▶ Aim of the exercise: Give the number of lines in the entries below that hold "person", with no accompanying words.

Data shown: Begin

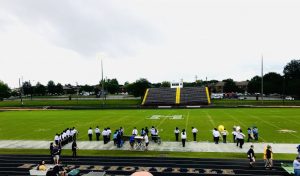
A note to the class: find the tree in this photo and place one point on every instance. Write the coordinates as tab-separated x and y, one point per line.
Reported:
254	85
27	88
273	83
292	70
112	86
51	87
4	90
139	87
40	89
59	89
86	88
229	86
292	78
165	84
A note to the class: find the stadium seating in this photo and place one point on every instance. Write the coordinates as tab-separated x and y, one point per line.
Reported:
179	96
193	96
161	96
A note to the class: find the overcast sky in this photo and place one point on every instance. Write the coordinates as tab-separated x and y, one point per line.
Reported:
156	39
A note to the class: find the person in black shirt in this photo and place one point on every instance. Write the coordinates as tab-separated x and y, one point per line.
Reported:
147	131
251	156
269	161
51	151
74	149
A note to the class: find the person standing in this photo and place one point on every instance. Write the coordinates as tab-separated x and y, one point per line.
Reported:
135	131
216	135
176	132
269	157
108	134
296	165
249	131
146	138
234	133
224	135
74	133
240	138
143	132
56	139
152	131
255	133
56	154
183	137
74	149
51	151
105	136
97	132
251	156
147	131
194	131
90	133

Data shown: End
Data shown: Begin

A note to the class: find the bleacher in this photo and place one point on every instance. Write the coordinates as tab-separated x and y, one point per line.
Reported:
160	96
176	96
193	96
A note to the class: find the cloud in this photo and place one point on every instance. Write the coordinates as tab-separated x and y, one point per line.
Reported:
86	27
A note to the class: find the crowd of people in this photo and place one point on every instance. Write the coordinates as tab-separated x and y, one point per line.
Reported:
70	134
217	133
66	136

Data shown: End

▶ Exercise solution: 2